Vorliegender Text ::
# # # #

# taz.de -- Gleichgeschlechtliche Ehen in New York: "Es wird Gegenwind geben"
> Die Zulassung der gleichgeschlechtlichen Ehe in New York ist bedeutend,
> sagt die New Yorker Anthropologin Dana-Ain Davis. An ein nationales
> Gesetz glaubt sie allerdings nicht.
IMG Bild: Darren Major (l.) und Andrew Troup wohnen in New York City, haben aber in Kanada geheiratet. Bis vor kurzem wurden Homosexuelle in New York nicht getraut.
taz: Frau Davis, New York hat - als bislang bevölkerungsreichster
Bundesstaat der USA - die gleichgeschlechtliche Ehe zugelassen. Wird das
die Sitten im Land verändern?
Dana-Ain Davis: Ich glaube nicht. Aber es wird immer mehr Gemeinden und
Bundesstaaten geben, die für die gleichgeschlechtliche Ehe eintreten.

# # # #

Extrahierte Daten ::
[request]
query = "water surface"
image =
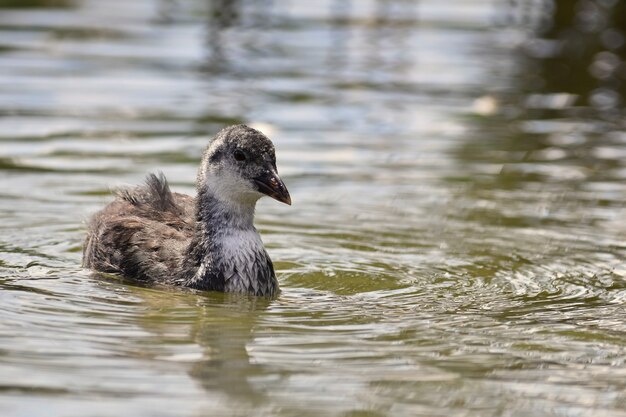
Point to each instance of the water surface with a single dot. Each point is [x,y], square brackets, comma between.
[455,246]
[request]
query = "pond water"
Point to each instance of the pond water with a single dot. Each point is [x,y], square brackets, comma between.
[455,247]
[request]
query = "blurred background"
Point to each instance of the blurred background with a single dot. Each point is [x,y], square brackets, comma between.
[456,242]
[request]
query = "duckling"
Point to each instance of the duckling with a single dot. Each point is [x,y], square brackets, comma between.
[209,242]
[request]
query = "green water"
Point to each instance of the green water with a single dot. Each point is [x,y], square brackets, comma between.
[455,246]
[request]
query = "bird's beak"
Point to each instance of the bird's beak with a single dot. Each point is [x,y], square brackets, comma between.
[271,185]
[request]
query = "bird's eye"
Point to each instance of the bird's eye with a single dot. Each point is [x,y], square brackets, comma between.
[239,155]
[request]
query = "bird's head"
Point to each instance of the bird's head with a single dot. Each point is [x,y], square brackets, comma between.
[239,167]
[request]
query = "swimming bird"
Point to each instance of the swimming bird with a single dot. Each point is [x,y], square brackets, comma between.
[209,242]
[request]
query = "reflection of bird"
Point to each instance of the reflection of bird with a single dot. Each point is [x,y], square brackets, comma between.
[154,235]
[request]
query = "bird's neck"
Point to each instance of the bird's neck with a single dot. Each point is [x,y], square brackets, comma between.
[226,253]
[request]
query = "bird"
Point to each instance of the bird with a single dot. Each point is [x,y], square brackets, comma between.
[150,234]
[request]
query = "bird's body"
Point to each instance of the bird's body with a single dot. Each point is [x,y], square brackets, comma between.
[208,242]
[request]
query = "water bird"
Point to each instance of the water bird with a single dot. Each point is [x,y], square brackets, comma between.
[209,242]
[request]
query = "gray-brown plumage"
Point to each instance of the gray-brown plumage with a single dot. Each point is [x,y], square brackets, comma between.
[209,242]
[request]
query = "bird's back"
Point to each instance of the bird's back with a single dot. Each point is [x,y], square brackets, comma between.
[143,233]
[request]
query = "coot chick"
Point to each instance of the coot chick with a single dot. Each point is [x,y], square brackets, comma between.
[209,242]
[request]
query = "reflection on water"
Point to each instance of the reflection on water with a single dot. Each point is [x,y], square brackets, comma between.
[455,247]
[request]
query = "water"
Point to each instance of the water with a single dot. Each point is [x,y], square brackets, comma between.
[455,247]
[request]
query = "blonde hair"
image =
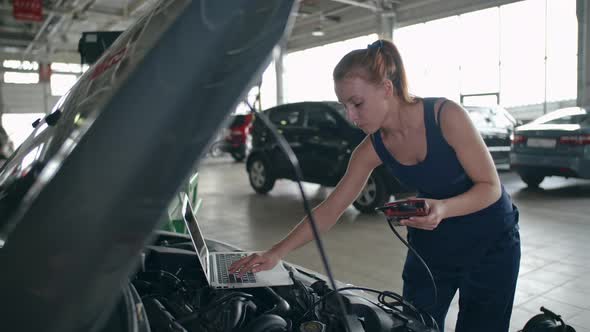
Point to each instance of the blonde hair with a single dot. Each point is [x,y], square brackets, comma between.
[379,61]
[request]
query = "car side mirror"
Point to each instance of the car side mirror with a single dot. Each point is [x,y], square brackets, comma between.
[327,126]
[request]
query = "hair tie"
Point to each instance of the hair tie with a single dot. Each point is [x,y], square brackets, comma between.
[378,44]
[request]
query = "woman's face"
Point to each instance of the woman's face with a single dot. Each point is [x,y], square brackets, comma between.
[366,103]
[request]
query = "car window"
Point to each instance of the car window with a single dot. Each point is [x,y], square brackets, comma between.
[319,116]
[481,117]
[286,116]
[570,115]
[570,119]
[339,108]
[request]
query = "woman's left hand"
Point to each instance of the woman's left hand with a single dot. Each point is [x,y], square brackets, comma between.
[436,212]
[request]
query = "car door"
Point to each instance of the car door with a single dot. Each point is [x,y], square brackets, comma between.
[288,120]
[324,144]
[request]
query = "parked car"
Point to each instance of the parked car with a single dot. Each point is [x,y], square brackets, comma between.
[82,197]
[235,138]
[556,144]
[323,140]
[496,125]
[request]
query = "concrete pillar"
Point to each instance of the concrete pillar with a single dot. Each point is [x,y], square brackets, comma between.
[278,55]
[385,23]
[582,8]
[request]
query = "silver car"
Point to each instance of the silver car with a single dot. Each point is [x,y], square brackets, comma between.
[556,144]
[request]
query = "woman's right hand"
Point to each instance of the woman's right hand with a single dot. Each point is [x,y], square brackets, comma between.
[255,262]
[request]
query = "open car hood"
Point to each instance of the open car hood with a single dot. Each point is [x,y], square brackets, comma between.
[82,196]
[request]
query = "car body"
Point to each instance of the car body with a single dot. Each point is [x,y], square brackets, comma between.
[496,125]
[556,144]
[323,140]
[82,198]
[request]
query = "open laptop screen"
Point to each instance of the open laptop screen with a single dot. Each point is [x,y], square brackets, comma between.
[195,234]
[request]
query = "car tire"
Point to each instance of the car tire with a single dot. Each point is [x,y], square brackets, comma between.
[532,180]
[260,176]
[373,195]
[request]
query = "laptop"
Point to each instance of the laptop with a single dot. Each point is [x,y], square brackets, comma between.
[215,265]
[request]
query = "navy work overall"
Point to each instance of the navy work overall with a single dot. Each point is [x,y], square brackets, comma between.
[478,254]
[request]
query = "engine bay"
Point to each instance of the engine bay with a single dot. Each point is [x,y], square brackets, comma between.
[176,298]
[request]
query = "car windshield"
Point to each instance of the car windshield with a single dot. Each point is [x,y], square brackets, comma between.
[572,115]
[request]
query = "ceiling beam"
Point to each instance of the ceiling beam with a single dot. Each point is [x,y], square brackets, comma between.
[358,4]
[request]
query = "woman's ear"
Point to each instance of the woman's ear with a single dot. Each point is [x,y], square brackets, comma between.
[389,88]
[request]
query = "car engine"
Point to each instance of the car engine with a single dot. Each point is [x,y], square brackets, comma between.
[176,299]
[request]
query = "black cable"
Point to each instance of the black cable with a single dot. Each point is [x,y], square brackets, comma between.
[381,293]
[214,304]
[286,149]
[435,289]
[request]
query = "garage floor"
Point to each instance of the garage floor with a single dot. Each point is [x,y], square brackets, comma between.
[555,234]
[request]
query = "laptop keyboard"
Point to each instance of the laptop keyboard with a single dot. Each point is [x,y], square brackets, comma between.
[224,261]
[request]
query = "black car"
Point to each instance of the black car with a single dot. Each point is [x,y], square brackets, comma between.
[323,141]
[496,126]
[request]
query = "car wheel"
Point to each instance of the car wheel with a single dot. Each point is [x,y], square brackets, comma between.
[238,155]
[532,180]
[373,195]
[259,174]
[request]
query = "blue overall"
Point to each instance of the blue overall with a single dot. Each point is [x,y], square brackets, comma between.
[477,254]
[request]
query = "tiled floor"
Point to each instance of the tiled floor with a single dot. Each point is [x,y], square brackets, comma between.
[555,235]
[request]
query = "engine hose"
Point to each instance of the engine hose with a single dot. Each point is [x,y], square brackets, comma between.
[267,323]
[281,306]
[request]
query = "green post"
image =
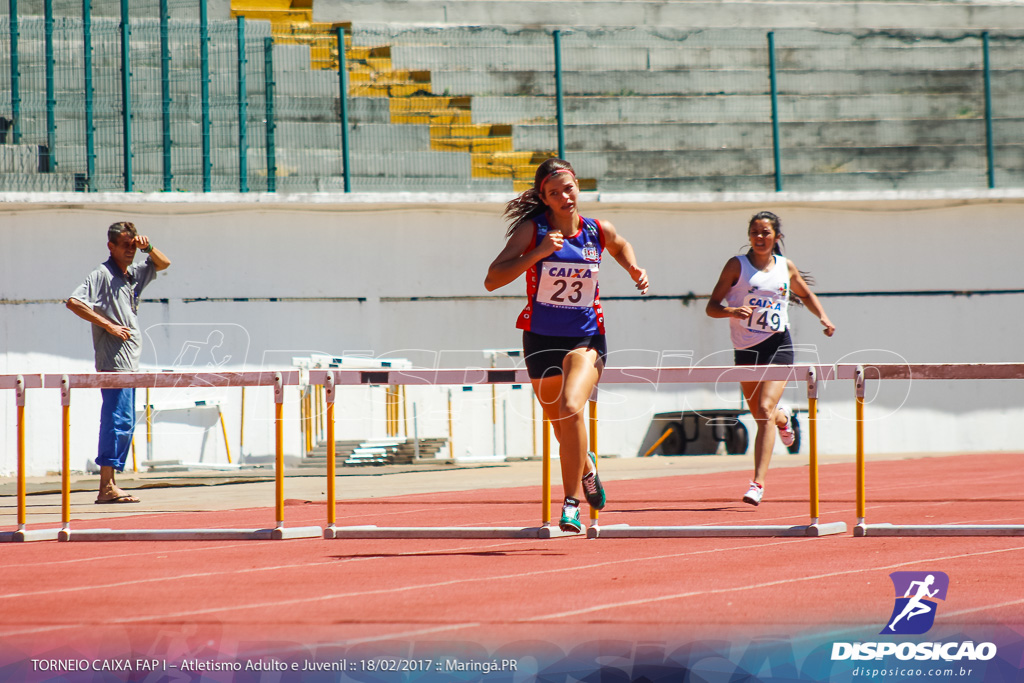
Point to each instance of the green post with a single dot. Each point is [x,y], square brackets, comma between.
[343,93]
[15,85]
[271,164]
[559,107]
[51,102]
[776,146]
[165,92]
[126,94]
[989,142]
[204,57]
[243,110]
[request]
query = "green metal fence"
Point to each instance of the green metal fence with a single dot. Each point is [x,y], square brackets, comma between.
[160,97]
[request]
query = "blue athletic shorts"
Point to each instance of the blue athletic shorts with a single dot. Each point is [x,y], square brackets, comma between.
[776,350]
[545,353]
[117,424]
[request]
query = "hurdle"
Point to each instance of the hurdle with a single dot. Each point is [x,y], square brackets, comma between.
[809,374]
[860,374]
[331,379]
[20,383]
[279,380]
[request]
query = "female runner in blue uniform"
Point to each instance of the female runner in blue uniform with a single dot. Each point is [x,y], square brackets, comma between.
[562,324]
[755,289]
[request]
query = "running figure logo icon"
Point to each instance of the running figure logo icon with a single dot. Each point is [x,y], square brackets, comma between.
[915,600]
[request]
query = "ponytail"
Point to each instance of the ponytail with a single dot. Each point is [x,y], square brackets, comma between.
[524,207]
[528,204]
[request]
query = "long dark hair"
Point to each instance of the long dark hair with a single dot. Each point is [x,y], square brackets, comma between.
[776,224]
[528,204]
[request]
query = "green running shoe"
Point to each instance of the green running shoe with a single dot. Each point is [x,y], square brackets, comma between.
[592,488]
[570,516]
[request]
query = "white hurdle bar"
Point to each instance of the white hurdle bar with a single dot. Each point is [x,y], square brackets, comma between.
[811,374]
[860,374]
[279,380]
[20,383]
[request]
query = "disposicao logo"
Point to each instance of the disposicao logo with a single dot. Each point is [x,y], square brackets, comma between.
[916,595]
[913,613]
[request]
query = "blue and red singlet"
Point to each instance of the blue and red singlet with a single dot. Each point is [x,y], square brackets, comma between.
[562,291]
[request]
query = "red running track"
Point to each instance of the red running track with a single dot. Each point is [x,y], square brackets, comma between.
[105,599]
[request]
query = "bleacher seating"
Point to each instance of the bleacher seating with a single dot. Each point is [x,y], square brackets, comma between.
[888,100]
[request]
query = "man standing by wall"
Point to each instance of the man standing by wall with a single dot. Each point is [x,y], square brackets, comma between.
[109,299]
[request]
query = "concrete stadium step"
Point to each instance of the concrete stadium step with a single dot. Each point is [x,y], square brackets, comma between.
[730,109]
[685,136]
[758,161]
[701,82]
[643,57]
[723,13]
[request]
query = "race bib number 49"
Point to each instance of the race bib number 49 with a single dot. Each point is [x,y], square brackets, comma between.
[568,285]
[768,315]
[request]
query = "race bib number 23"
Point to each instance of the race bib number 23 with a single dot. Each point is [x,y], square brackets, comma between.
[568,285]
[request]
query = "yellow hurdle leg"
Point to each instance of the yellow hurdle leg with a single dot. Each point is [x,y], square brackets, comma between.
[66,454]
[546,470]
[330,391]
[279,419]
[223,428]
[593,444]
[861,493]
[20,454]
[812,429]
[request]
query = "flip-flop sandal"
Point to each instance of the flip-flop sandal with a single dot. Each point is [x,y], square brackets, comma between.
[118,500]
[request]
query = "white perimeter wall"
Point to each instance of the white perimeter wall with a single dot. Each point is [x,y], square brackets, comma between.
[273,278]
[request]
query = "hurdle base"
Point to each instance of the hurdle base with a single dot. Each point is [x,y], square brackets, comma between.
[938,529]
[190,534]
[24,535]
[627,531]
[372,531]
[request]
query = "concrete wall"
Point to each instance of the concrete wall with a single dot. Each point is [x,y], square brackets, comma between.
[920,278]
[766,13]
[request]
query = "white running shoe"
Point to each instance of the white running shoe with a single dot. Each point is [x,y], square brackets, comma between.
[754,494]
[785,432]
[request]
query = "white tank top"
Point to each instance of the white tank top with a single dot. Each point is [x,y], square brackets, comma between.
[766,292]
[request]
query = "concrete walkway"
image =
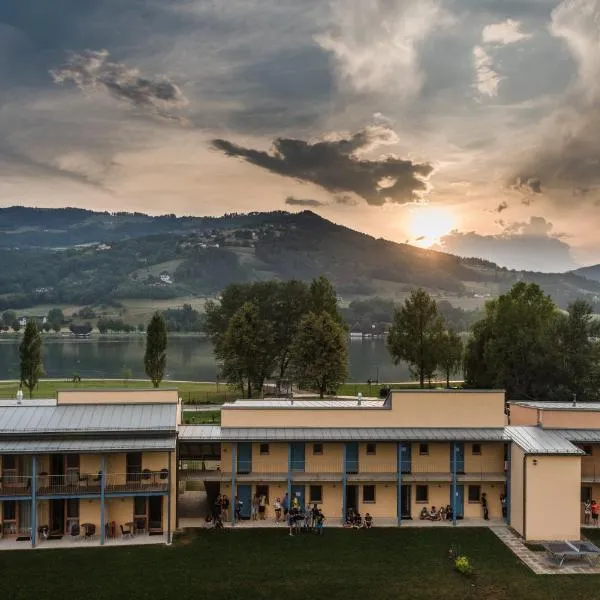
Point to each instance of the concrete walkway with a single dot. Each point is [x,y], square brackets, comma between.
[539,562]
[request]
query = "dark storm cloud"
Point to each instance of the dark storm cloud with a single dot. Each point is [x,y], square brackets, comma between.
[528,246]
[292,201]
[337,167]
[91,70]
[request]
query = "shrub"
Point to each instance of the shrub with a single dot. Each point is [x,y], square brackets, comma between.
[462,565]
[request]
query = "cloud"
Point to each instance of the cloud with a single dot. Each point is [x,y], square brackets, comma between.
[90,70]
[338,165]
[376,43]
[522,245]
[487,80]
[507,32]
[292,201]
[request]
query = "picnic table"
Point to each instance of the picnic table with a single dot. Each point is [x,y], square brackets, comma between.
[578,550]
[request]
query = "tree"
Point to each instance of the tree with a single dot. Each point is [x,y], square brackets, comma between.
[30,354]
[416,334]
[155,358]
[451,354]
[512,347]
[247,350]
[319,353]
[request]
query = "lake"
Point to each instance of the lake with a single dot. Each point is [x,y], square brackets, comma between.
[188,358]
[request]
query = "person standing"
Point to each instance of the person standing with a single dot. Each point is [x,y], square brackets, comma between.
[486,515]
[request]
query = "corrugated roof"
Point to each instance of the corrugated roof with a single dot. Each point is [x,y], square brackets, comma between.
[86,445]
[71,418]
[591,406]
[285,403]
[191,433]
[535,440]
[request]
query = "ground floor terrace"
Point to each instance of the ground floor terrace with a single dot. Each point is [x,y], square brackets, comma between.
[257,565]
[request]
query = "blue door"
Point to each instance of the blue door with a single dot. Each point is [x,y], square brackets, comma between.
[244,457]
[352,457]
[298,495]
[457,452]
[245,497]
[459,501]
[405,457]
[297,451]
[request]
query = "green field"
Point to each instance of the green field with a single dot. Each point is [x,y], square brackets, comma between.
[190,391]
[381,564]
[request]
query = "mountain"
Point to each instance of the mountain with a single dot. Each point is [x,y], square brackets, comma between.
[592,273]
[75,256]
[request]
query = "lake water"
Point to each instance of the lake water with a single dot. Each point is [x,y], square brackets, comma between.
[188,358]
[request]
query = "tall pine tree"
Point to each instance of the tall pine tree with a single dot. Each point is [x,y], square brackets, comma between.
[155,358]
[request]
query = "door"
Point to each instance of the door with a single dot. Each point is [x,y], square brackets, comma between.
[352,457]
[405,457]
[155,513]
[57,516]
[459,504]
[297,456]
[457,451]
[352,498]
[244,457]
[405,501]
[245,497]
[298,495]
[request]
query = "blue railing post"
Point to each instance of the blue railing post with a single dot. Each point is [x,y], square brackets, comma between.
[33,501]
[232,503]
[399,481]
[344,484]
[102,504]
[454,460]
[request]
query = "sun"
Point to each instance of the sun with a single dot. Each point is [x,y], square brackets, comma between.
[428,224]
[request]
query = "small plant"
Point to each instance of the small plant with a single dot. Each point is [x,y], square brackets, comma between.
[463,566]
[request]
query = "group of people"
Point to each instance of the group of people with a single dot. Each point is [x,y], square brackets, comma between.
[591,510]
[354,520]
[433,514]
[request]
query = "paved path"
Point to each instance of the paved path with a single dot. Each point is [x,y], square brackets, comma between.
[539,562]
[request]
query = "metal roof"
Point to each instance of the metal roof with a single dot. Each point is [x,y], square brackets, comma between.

# # # #

Gestellte Aufgabe :: Schreiben Sie aus dem Interview zur gleichgeschlechtlichen Ehe in New York die Stelle von „# taz.de -- Gleichgeschlechtliche“ bis „im Land verändern?“ wörtlich ab.

Schriftliche Antwort ::
# taz.de -- Gleichgeschlechtliche Ehen in New York: "Es wird Gegenwind geben"
> Die Zulassung der gleichgeschlechtlichen Ehe in New York ist bedeutend,
> sagt die New Yorker Anthropologin Dana-Ain Davis. An ein nationales
> Gesetz glaubt sie allerdings nicht.
IMG Bild: Darren Major (l.) und Andrew Troup wohnen in New York City, haben aber in Kanada geheiratet. Bis vor kurzem wurden Homosexuelle in New York nicht getraut.
taz: Frau Davis, New York hat - als bislang bevölkerungsreichster
Bundesstaat der USA - die gleichgeschlechtliche Ehe zugelassen. Wird das
die Sitten im Land verändern?